* _Passage provided_:
───

The Ministry of Truth
by Elijah Millgram
Orwell taught us to fear technocratic jargon that doesn’t
let us say what we mean. But that is language at its best…Everyone remembers
Newspeak, the straitjacketed version of English from George Orwell’s novel 1984
(1949). In that dystopia, Newspeak was a language designed by ideological
technicians to make politically incorrect thoughts literally inexpressible.
Fewer people know that Orwell also worried about the poverty of our ordinary,
unregimented vocabulary. Too often, he believed, we lack the words to say
exactly what we mean, and so we say something else, something in the general
neighbourhood, usually a lot less nuanced than what we had in mind; for
example, he observed that ‘all likes and dislikes, all aesthetic feeling, all
notions of right and wrong… spring from feelings which are generally admitted
to be subtler than words’. His solution was ‘to invent new words as
deliberately as we would invent new parts for a motor-car engine’. This, he
suggested in an essay titled ‘New Words’ (1940), might be the occupation of
‘several thousands of… people.’ Now, I don’t have anything against the
invention of new words when it’s appropriate. But Orwell was badly mistaken,
and not just for ignoring the fact that English already picks up new words on a
daily basis. His reasons for wanting that extra expressive power are,
uncharacteristically, poorly thought-out. Language just doesn’t work in the way
that either 1984’s Ministry of Truth or the more benign bureau of verbal inventors
in ‘New Words’ presume. And understanding why that is will put us in a position
to explain a lot of what goes under the heading of metaphysics.
Imagine you really did have a repertoire of concepts and
names that allowed you to say exactly what you meant, pretty much whatever you
noticed, or whatever occurred to you. Adrienne Lehrer, a linguist at the
University of Arizona, wrote Wine and Conversation (2009), a book about wine
vocabulary: ‘earthy’, ‘full-bodied’, ‘flowery’, ‘cloying’, ‘disciplined’,
‘mossy’, and so on. Many, many such adjectives turn up in wine commentary,
though evidently not enough of them to live up to Orwell’s ideal. Imagine really
having precise terms for all those flavour notes. Orwell was especially worried
about capturing our inner lives, so imagine also having words for the
day-to-day events that remind you of particular experiences that only you have
undergone. Feeling a little swamped? It’s not simply that your mind would be
submerged in conceptual clutter; it’s not just that it wouldn’t be possible to
learn most of these words, or to communicate with them. In fact, Lehrer found
that people don’t manage to communicate very well with their wine vocabularies;
if subjects are asked to pick a wine out of a lineup on the basis of someone
else’s description of it, they mostly can’t do it. Presumably this sort of talk
isn’t really about communication, but it’s also something of an exception.

───

* _Problem to work on_:
Continue the essay on Orwell and the limits of vocabulary, beginning immediately after its final sentence.

* _Dataset entries_:
───

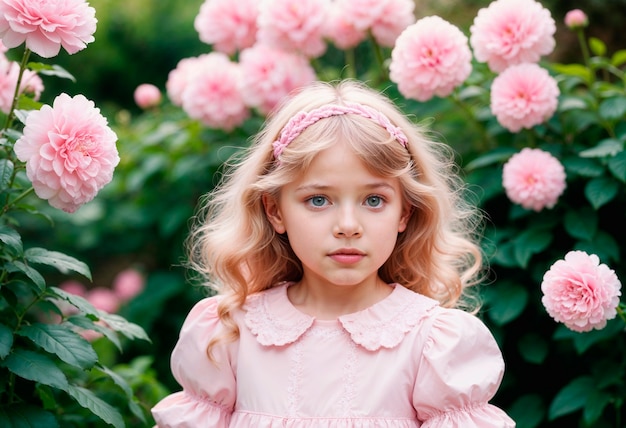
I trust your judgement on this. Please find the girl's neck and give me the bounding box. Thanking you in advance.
[287,278,393,320]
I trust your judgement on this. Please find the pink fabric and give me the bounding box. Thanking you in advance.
[152,284,515,428]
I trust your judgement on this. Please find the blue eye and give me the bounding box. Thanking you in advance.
[365,195,383,208]
[309,196,326,207]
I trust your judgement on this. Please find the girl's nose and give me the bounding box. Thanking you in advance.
[333,208,363,238]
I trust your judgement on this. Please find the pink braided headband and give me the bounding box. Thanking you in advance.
[272,103,408,159]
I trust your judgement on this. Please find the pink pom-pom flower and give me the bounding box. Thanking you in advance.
[541,251,622,332]
[502,148,566,212]
[0,0,98,58]
[14,94,120,213]
[470,0,556,72]
[491,63,560,132]
[389,16,472,101]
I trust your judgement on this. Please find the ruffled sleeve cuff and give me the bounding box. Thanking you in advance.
[152,391,232,428]
[422,403,515,428]
[413,308,515,428]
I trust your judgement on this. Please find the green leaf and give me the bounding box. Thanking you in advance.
[514,228,552,267]
[0,225,24,255]
[508,394,546,428]
[598,97,626,121]
[100,312,150,342]
[589,37,606,56]
[585,177,620,210]
[484,281,528,326]
[608,151,626,183]
[24,248,91,280]
[2,348,68,391]
[0,324,13,360]
[517,333,548,364]
[548,376,595,421]
[6,260,46,292]
[0,403,59,428]
[0,159,15,191]
[17,323,98,369]
[67,385,125,428]
[563,207,598,241]
[579,138,624,158]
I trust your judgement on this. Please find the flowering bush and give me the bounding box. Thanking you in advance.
[120,0,626,428]
[0,0,148,427]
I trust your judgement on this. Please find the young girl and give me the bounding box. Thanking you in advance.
[153,81,515,428]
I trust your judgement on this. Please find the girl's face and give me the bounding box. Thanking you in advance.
[264,142,410,287]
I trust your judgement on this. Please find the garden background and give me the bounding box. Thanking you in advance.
[0,0,626,428]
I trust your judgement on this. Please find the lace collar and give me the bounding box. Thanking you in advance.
[245,283,439,351]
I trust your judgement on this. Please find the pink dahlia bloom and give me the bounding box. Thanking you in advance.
[14,94,120,213]
[257,0,330,58]
[0,56,44,114]
[133,83,161,109]
[0,0,98,58]
[113,268,146,302]
[239,45,315,114]
[502,148,566,211]
[565,9,589,30]
[194,0,259,55]
[470,0,556,72]
[389,16,472,101]
[541,251,622,332]
[181,52,250,131]
[491,63,560,132]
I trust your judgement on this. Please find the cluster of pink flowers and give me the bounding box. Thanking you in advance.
[0,0,98,58]
[13,94,120,213]
[541,251,622,332]
[57,268,146,340]
[502,148,566,211]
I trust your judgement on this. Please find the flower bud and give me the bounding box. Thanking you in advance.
[565,9,589,30]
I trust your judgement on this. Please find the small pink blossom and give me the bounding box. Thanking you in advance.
[565,9,589,30]
[257,0,330,58]
[239,44,315,115]
[86,287,120,314]
[0,0,98,58]
[113,269,146,302]
[14,94,120,213]
[491,63,560,132]
[133,83,161,109]
[181,52,250,131]
[470,0,556,72]
[502,148,566,211]
[194,0,259,55]
[389,16,472,101]
[0,56,44,114]
[541,251,622,332]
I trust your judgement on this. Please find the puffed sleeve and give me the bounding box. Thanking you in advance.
[413,309,515,428]
[152,297,236,428]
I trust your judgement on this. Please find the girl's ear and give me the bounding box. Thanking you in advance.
[398,203,413,233]
[263,193,287,234]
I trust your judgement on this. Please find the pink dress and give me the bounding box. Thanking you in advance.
[152,283,515,428]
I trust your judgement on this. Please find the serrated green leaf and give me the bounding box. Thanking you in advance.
[6,260,46,293]
[17,323,98,369]
[598,97,626,121]
[585,177,620,210]
[67,385,125,428]
[0,159,15,190]
[608,151,626,182]
[579,138,624,158]
[0,403,59,428]
[548,376,595,421]
[2,348,68,391]
[563,207,598,241]
[24,248,91,280]
[0,324,13,359]
[0,225,24,256]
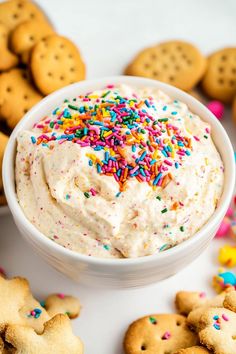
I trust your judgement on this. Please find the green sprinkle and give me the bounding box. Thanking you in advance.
[149,317,157,324]
[158,118,168,122]
[161,208,168,214]
[68,104,79,111]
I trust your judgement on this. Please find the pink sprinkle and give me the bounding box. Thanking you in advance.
[164,160,173,166]
[199,292,206,298]
[90,188,97,196]
[162,331,171,339]
[222,313,229,321]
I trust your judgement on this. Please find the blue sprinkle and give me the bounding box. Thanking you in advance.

───

* _Written answer_:
For the most part, our repertoire of concepts and labels for
individuals is important because we use it in our reasoning. Descriptions are
useful in that we can draw conclusions from them. In the most basic case, you
would use a rule: when certain conditions are met (for example, when you’re
making the American chef Deborah Madison’s mashed potatoes and turnips),
certain implications follow (an appropriate pairing would be a Sancerre in the
summer, or a Cabernet Franc from the Loire in fall or winter). Your
ever-so-precise mot juste might capture exactly what you see or feel but, if
there’s no inference you can fit it to, then there’s nothing you can do with
it. Descriptions that you can’t fold into your reasoning are useless. The thing
is, the useful ones don’t come easy. Back in the 18th century, the philosopher
David Hume thought that we were mostly led from one belief to another by
causes, and he thought we learned that As cause Bs by seeing lots of As
followed by lots of Bs. That’s somewhat oversimplified, but it’ll do as a
stand-in. It would mean that in order to add a causal connection to your
intellectual repertoire, somebody or other would have to take the time to
observe all those As and Bs. If we do this systematically, that’s science.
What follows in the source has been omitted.